** WRITTEN REQUEST **
Reproduce every record below exactly as written, but leave out any pictures.

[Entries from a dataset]
· · · · ·

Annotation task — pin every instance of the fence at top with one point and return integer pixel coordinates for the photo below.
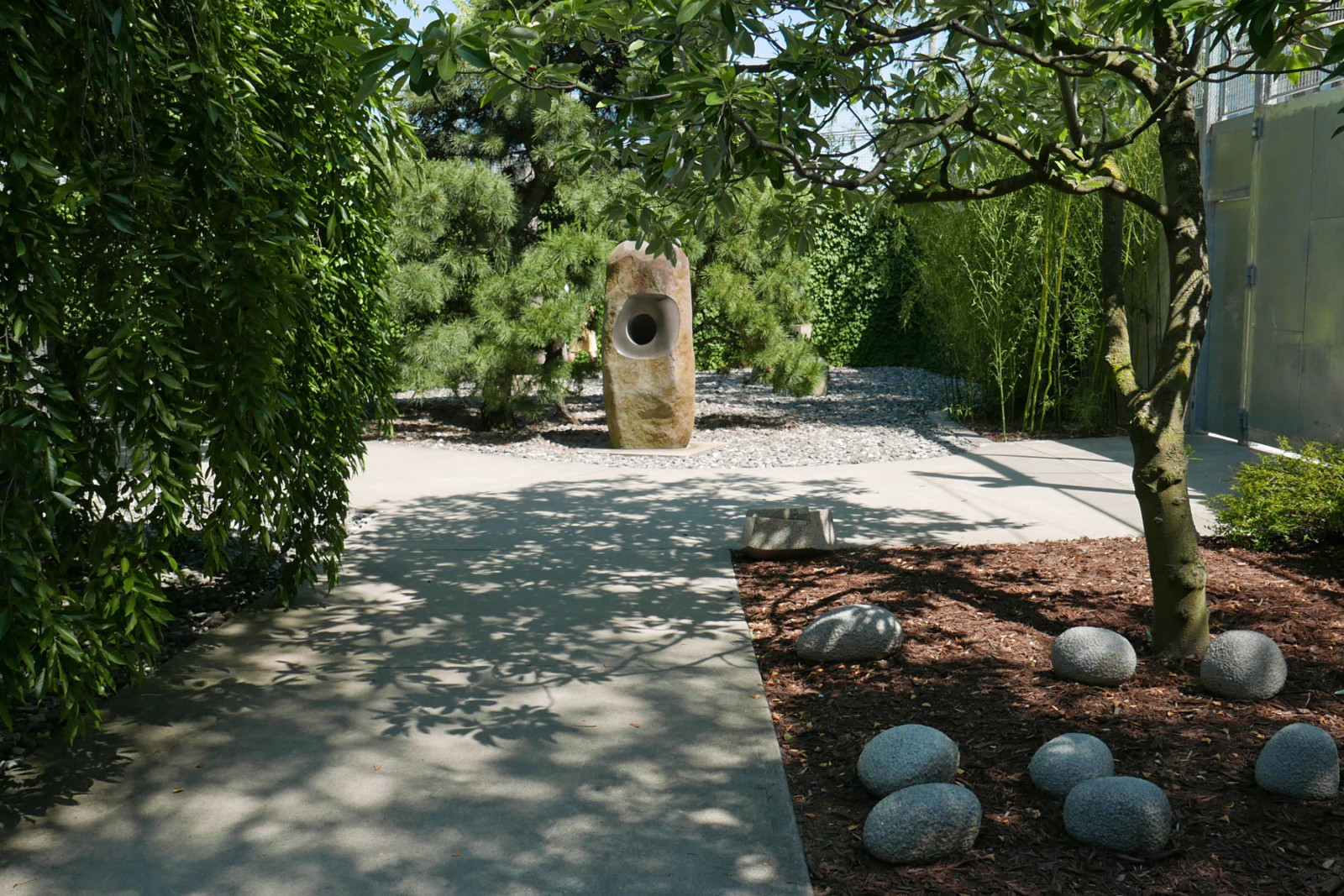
(1238, 96)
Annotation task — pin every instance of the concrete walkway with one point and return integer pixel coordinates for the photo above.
(534, 679)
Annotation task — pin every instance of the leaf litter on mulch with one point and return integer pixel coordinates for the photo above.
(979, 625)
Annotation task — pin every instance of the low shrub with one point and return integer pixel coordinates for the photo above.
(1285, 499)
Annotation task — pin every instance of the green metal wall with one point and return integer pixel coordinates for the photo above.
(1276, 340)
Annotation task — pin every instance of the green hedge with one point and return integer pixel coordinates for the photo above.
(862, 269)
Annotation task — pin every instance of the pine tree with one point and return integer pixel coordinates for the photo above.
(501, 244)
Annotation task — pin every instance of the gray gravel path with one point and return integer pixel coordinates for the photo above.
(869, 414)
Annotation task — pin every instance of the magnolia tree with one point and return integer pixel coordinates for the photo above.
(714, 93)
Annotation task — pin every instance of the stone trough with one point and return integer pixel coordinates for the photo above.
(780, 533)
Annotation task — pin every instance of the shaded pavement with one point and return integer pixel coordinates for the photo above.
(534, 678)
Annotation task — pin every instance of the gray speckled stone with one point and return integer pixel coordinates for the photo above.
(1070, 759)
(1126, 815)
(1243, 665)
(1300, 761)
(859, 631)
(905, 757)
(922, 822)
(1093, 656)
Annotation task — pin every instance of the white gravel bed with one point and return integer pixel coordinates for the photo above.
(869, 414)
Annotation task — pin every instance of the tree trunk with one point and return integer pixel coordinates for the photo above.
(1175, 563)
(1158, 419)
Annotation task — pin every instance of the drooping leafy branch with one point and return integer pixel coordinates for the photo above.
(192, 228)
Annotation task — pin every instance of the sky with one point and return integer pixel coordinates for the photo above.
(420, 20)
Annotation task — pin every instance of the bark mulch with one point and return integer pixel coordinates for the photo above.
(979, 625)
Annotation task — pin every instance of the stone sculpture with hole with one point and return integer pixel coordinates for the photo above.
(648, 362)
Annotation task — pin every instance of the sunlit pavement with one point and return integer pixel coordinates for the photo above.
(534, 679)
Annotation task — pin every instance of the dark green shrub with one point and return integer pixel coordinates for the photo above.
(192, 228)
(1285, 500)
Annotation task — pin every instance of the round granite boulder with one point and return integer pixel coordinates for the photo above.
(1093, 656)
(858, 631)
(1068, 761)
(1126, 815)
(1243, 665)
(905, 757)
(921, 824)
(1300, 761)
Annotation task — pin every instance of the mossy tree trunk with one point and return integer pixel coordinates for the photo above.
(1156, 410)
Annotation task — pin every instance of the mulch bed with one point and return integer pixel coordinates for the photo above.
(979, 626)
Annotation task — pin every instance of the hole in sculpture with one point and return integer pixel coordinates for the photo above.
(645, 327)
(642, 329)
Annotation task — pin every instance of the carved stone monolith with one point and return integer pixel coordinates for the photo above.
(648, 362)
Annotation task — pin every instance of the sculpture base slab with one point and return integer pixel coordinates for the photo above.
(694, 449)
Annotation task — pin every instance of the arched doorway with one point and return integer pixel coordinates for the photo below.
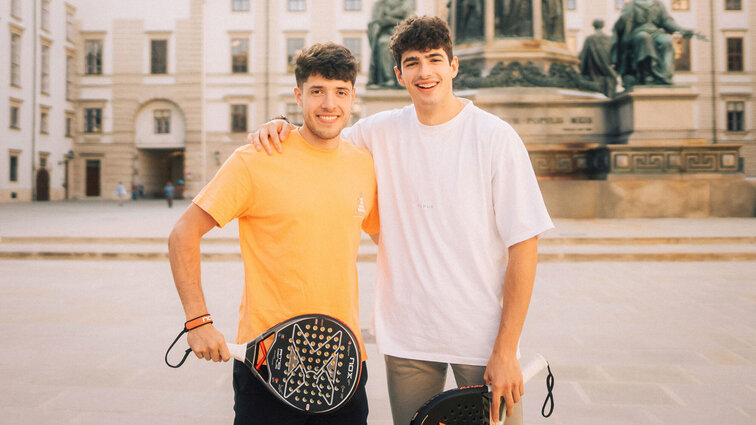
(160, 139)
(43, 185)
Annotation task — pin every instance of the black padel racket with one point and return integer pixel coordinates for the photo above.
(468, 405)
(314, 362)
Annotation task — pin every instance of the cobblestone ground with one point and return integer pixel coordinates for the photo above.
(629, 343)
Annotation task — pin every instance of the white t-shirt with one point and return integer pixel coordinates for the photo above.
(452, 198)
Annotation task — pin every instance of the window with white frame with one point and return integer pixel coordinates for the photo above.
(69, 77)
(44, 71)
(93, 57)
(159, 57)
(296, 5)
(240, 5)
(162, 121)
(13, 121)
(354, 44)
(16, 8)
(733, 5)
(13, 166)
(69, 25)
(239, 55)
(735, 54)
(15, 60)
(680, 5)
(45, 15)
(293, 46)
(736, 115)
(93, 120)
(44, 116)
(352, 4)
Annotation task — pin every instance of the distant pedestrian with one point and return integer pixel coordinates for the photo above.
(169, 193)
(121, 192)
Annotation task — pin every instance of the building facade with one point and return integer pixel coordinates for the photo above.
(722, 70)
(98, 92)
(37, 104)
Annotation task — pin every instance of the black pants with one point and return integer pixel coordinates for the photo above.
(254, 404)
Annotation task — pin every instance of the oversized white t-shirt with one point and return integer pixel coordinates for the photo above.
(452, 198)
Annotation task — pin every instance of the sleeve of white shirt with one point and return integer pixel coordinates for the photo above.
(518, 204)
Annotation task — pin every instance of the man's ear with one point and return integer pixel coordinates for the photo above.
(298, 95)
(399, 78)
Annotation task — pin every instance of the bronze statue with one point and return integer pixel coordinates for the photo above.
(553, 20)
(513, 18)
(595, 59)
(470, 25)
(643, 50)
(386, 14)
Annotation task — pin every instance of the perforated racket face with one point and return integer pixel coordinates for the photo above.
(456, 407)
(314, 364)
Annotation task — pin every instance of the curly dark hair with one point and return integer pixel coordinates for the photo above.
(420, 33)
(329, 60)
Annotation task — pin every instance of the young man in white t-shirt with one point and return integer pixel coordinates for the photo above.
(460, 212)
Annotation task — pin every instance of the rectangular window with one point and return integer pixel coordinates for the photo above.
(682, 54)
(733, 5)
(13, 166)
(16, 8)
(13, 121)
(240, 5)
(159, 56)
(69, 26)
(69, 125)
(69, 77)
(293, 46)
(238, 118)
(239, 55)
(294, 113)
(296, 5)
(43, 124)
(44, 76)
(680, 5)
(736, 116)
(93, 120)
(93, 54)
(162, 121)
(352, 4)
(735, 54)
(354, 45)
(45, 15)
(15, 60)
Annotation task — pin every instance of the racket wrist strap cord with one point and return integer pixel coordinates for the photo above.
(195, 323)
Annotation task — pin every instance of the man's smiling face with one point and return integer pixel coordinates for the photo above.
(427, 75)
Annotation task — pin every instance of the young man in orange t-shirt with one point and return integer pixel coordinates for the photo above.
(300, 219)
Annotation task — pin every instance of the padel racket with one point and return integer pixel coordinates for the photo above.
(313, 364)
(471, 405)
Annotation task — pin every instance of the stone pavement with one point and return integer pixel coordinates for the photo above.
(644, 321)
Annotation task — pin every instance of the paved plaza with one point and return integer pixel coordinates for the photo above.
(643, 321)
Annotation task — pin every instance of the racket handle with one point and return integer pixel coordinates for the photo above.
(533, 367)
(237, 351)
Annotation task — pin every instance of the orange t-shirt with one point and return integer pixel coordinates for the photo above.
(300, 215)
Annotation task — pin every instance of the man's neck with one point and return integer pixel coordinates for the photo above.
(440, 113)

· · · · ·

** RESULT OF THIS TASK **
Annotation task — pin every instance of the fence at top with one point and return integer pixel coordinates for the photo below.
(1238, 96)
Annotation task — pin every instance of the concrete walkway with one point and return integer pixel coordinates for the photo above.
(534, 679)
Annotation task — pin every instance of the leaf litter on mulch with one point and return integer pixel coordinates for the photo above.
(979, 625)
Annotation task — pin every instance of the low shrub with one point and return integer pixel coordinates for the photo above.
(1285, 499)
Annotation task — pin every instance of the green metal wall with one point and return integer pixel coordinates for the photo above.
(1276, 340)
Annotation task — pin every instance of the green hedge with one point and return integer pixel coordinates for the photo above.
(862, 269)
Annotation task — pin every instance of the pine tree with one point and return integer pixel coordinates for the photo above.
(501, 244)
Annotation task — pin every instance of the gray gravel path with one point and return integer pixel coordinates for the photo above.
(869, 414)
Annotation task — pin every instance of the magnolia tree with one point and return integer pixel coordinates for the photo above.
(714, 93)
Annotation task — pin every instance of the stone trough with one point and return integer pixel coordinates for the photo above.
(780, 533)
Annotation task — pin every instance of the shaded pavement with one point and return integer pixel coordinates for the photo above.
(534, 678)
Annotation task — pin every instance of the gray speckled stone with one point and return integer pixel coordinates for the photo above.
(1070, 759)
(1126, 815)
(1243, 665)
(1300, 761)
(859, 631)
(905, 757)
(922, 822)
(1093, 656)
Annotation task — pin every instance of the white gravel bed with one point and return integer pixel coordinates for the photo above.
(869, 414)
Annotation task — pin every instance of the tree trunk with one point and return integer pixel coordinates for the photo above.
(1175, 563)
(1158, 419)
Annotation task — pin every instance of the drooping leafy branch with one point and return integer pixel coordinates for the photo above.
(192, 228)
Annotation task — pin every instance of the sky with one point and return integer pixel coordinates for the photo above.
(420, 20)
Annotation task — pin every instance of the bark mulch with one point and return integer pixel coordinates for the photo above.
(979, 625)
Annotation task — pin every instance of the stone sculpture with hole with one point and return integer pixel coordinates for the photo above.
(648, 362)
Annotation task — pin every instance of the sunlit pavement with one point and return integer pixel coordinates for the photo above.
(534, 679)
Annotation task — pin every instance of the dark green shrub with one point and return integer pixel coordinates for the photo above.
(192, 228)
(1285, 500)
Annotation task — pin every instance of the round granite boulder with one point and return integer pixel coordinates for the photo above.
(1093, 656)
(858, 631)
(1068, 761)
(1126, 815)
(1243, 665)
(905, 757)
(921, 824)
(1300, 761)
Annotation task — pin every instance of the mossy tree trunk with one point and return integer pixel coordinates for the photo above.
(1156, 410)
Annotation task — pin every instance of the mulch bed with one point and return integer pixel coordinates for the photo above.
(979, 626)
Annotation task — pin every instance of the hole in sculpture with one point and return integer pixel coordinates for the photo above.
(645, 327)
(642, 329)
Annotation task — pin every instance of the carved stone monolith with one point and return integer pixel coordinates for the photo above.
(648, 362)
Annotation task — pin every instance of the sculpture base slab with one point and return integer pixel coordinates for the photo above.
(694, 449)
Annotation task — pin every instance of the arched doorway with one point and return integer pixel coordinates for the photo below.
(160, 139)
(43, 185)
Annotation task — pin every instance of the black padel racket with one point and return integer pixel coordinates for the photo above.
(468, 405)
(314, 362)
Annotation task — pin every instance of the cobblestone ground with one point and return integer pixel coordinates for the photo above.
(629, 343)
Annotation task — pin every instance of the white t-shirt with one point and return integer pixel coordinates for the photo above.
(452, 198)
Annotation task — pin every instance of the window with white frame with one point and return integer pixel coordinates for the photo above.
(69, 77)
(44, 71)
(93, 57)
(159, 57)
(296, 5)
(240, 5)
(162, 121)
(13, 121)
(354, 44)
(16, 8)
(733, 5)
(13, 166)
(69, 25)
(239, 55)
(735, 54)
(15, 60)
(680, 5)
(45, 15)
(293, 46)
(736, 115)
(93, 120)
(44, 116)
(352, 4)
Annotation task — pin every instance of the distant pedestrian with one point and return integer pixel coordinates for the photo above.
(169, 193)
(121, 192)
Annotation task — pin every instance of the building facade with one point and return integer pixel coordinates for the photo above.
(722, 70)
(98, 92)
(37, 104)
Annotation task — pin every instance of the black pants with one point and return integer pixel coordinates for the photo above.
(254, 404)
Annotation task — pin every instance of the oversized white t-shirt with one point and return integer pixel coordinates for the photo above.
(452, 198)
Annotation task — pin every instance of the sleeve of white shirt with one point and return integer pixel coordinates for the photo above.
(518, 204)
Annotation task — pin every instance of the man's ear with one point and return integer pixel coordinates for the photo above.
(298, 95)
(399, 78)
Annotation task — pin every instance of the bronze statue with one point and return integer pixel coordinates for the photo above.
(553, 20)
(513, 18)
(595, 59)
(470, 25)
(643, 50)
(386, 14)
Annotation task — pin every instance of the perforated racket face with one point and return integer pixel coordinates for the photo above.
(456, 407)
(314, 364)
Annotation task — pin every instance of the curly dark hair with one point and return integer pixel coordinates for the photo above.
(420, 33)
(329, 60)
Annotation task — pin every instance of the young man in white t-shirt with one point and return integer pixel coordinates for the photo above.
(460, 212)
Annotation task — pin every instance of the rectangular window with one point and return integer pixel coordinates for the photo above.
(682, 54)
(733, 5)
(13, 166)
(16, 8)
(13, 121)
(240, 5)
(159, 56)
(69, 26)
(69, 125)
(69, 77)
(293, 46)
(238, 118)
(239, 55)
(294, 113)
(296, 5)
(43, 124)
(44, 76)
(680, 5)
(736, 116)
(93, 120)
(93, 54)
(162, 121)
(352, 4)
(735, 54)
(354, 45)
(45, 15)
(15, 60)
Annotation task — pin every instance of the racket wrist strap cord with one point and return integer pixel coordinates for the photo above.
(195, 323)
Annotation task — pin every instance of the man's smiling face with one point and return integer pixel coordinates for the photo above.
(427, 75)
Annotation task — pin every instance of the young man in orange t-shirt with one point and return integer pixel coordinates for the photo above.
(300, 219)
Annotation task — pin every instance of the padel racket with one point and return integer pixel coordinates for the photo above.
(313, 364)
(471, 405)
Annotation task — pin every instance of the stone pavement with one point and return integer pixel coordinates for the photo above.
(644, 321)
Annotation task — pin every instance of the paved plaza with one point and return integer pixel coordinates for the photo above.
(643, 321)
Annotation task — pin every instance of the racket handle with one point and return integer pixel coordinates for the photo above.
(533, 367)
(237, 351)
Annotation task — pin every instance of the orange t-shirt with one point and return integer pixel coordinates for the photo above.
(300, 215)
Annotation task — pin every instance of the man's neck with one point and return integer pixel coordinates for the photo above.
(440, 113)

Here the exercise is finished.